------ Records to process
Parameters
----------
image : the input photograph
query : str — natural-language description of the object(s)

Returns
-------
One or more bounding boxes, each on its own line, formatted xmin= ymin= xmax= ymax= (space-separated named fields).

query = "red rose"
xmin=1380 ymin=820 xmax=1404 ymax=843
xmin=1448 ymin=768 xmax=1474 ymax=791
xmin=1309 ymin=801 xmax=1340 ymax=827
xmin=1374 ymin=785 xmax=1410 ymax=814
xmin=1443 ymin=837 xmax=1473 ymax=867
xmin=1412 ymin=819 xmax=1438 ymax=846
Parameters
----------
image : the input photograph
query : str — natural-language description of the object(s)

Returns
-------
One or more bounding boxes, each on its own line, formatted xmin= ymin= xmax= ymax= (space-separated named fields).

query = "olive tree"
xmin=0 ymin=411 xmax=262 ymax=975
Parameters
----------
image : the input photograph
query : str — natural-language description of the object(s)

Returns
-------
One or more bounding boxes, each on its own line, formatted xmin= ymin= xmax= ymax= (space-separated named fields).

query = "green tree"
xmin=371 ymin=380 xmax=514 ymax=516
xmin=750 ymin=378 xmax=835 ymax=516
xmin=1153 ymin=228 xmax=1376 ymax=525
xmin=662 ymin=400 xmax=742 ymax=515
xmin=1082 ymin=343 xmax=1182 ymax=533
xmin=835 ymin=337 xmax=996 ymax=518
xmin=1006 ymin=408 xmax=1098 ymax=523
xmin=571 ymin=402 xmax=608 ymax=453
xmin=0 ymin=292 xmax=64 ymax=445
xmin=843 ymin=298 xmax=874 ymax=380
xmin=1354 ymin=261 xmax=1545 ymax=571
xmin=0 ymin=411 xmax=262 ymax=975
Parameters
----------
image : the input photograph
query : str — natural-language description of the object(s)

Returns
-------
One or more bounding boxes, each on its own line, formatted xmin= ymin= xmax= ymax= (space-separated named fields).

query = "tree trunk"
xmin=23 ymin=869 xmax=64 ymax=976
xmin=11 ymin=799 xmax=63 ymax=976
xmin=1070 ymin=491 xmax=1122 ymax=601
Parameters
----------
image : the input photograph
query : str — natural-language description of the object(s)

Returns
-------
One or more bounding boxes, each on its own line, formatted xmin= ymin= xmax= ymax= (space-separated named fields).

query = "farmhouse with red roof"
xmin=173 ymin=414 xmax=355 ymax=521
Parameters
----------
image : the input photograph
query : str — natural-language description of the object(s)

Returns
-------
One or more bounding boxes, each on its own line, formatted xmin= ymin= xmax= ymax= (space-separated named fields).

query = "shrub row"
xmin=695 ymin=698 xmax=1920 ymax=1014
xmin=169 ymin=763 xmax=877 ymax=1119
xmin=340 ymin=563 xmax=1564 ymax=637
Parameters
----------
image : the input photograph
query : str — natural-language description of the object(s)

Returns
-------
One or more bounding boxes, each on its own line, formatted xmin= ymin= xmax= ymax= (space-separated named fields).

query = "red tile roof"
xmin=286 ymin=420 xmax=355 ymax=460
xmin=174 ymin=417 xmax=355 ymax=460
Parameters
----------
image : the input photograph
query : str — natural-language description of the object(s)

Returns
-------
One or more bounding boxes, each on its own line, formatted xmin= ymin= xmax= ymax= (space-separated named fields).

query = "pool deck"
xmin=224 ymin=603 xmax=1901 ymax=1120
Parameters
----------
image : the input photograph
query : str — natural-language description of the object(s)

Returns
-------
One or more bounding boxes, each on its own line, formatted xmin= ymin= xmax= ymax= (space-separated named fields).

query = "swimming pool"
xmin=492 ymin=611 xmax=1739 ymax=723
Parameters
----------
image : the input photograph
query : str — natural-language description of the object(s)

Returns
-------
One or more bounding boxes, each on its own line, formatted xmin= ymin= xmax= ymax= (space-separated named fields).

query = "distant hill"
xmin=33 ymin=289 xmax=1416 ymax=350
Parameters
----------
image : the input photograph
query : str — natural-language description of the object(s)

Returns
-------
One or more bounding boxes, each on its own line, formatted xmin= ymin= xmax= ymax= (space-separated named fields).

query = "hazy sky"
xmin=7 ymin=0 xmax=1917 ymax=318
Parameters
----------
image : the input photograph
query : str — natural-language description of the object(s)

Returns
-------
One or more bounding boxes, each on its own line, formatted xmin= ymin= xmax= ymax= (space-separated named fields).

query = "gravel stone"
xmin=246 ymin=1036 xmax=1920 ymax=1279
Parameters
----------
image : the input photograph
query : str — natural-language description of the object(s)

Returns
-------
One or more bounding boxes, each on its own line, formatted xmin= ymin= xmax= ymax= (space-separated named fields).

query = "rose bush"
------------
▸ **What is required**
Could you restate every record word for word?

▸ **Expected answer**
Parameters
----------
image : the input photograph
query : str — natural-language description of the object(s)

Returns
-------
One or more bounding boxes, each on its own line, formatted xmin= ymin= xmax= ymax= (space-separated named fields).

query = "red rose"
xmin=1380 ymin=820 xmax=1404 ymax=843
xmin=1448 ymin=768 xmax=1474 ymax=791
xmin=1309 ymin=801 xmax=1340 ymax=827
xmin=1374 ymin=785 xmax=1410 ymax=814
xmin=1443 ymin=837 xmax=1473 ymax=867
xmin=1412 ymin=819 xmax=1438 ymax=846
Parameters
----------
image : the input photograph
query : str — natural-language description of the object(s)

Returns
-------
One or more bounding boxes, each on its own line, formatted xmin= ymin= xmax= ymax= (space-separated named fields).

query = "olive tree"
xmin=0 ymin=411 xmax=262 ymax=975
Parameters
----------
image : the input photograph
query : str — natural-language description of the object(s)

Returns
-------
One or more bounding boxes, each on its own line, formatted xmin= ymin= xmax= ymax= (space-separated named fields).

query = "green tree"
xmin=371 ymin=380 xmax=514 ymax=516
xmin=750 ymin=378 xmax=835 ymax=516
xmin=1153 ymin=228 xmax=1376 ymax=525
xmin=662 ymin=400 xmax=742 ymax=515
xmin=1082 ymin=343 xmax=1182 ymax=533
xmin=835 ymin=337 xmax=996 ymax=518
xmin=1006 ymin=408 xmax=1098 ymax=523
xmin=571 ymin=402 xmax=608 ymax=453
xmin=0 ymin=292 xmax=64 ymax=445
xmin=843 ymin=298 xmax=874 ymax=380
xmin=1354 ymin=261 xmax=1545 ymax=571
xmin=0 ymin=411 xmax=262 ymax=975
Parameters
----------
image : the input photograph
query : str — natural-language description of the object(s)

Returns
-------
One or more bounding boxes, each on its own line, formatted xmin= ymin= xmax= ymax= (space-separated named fields).

query = "tree trunk"
xmin=23 ymin=869 xmax=64 ymax=976
xmin=11 ymin=799 xmax=63 ymax=976
xmin=1070 ymin=491 xmax=1122 ymax=601
Parameters
----------
image : the input photograph
query : str — natural-language description of the object(s)

Returns
-------
One or more bounding boxes, each on its own line, formatted xmin= ymin= xmax= ymax= (space-separated named fields).

query = "farmhouse with red roof"
xmin=173 ymin=414 xmax=355 ymax=521
Parameters
----------
image : the input photograph
query : str — natural-language description of the object(s)

Returns
-------
One or more bounding boxes, each on its own line, formatted xmin= ymin= xmax= ymax= (space-separated named fields).

query = "shrub row"
xmin=695 ymin=698 xmax=1920 ymax=1014
xmin=169 ymin=763 xmax=877 ymax=1119
xmin=340 ymin=563 xmax=1564 ymax=637
Parameters
----------
image : the input photograph
query : str — natural-language description of the object(s)

Returns
-------
One or more bounding boxes, each on its own line, formatted xmin= ymin= xmax= ymax= (space-separated named fields).

query = "red tile roof"
xmin=286 ymin=420 xmax=355 ymax=460
xmin=174 ymin=417 xmax=355 ymax=460
Parameters
----------
image : the input photograph
query : str — natural-language description of the object(s)

Returns
-------
One or more bounding boxes, each on its own line, formatted xmin= ymin= xmax= ymax= (space-separated named fields).

query = "pool deck"
xmin=224 ymin=603 xmax=1901 ymax=1120
Parameters
----------
image : the input photograph
query : str — natural-language description of the object(s)

Returns
-------
One or more bounding boxes, each on its own line, formatted xmin= ymin= xmax= ymax= (space-separated named fields).

query = "swimming pool"
xmin=492 ymin=611 xmax=1739 ymax=723
Parameters
----------
image : the input photograph
query : str — natural-language description of the object(s)

Returns
-------
One or more bounding boxes, each on its own line, formatted xmin= ymin= xmax= ymax= (space-separated named fields).

query = "distant hill"
xmin=33 ymin=289 xmax=1416 ymax=350
Parameters
----------
image : the input photograph
query : str — natural-language description of the object(s)

Returns
-------
One or more bounding boxes, each on its own line, formatted xmin= ymin= xmax= ymax= (space-separated named fields).

query = "hazy sky"
xmin=7 ymin=0 xmax=1917 ymax=318
Parameters
----------
image : the input photograph
query : str — natural-language description of the object(s)

Returns
-------
One or more bounding boxes, each on its own line, formatted xmin= ymin= xmax= ymax= (space-separated named fields).

query = "gravel stone"
xmin=246 ymin=1036 xmax=1920 ymax=1279
Parameters
----------
image : the input photograph
query : str — natural-language description of the object(s)

Returns
-------
One or more bounding boxes, each on its own line, formatted xmin= ymin= xmax= ymax= (space-separated named fields).

query = "rose bush"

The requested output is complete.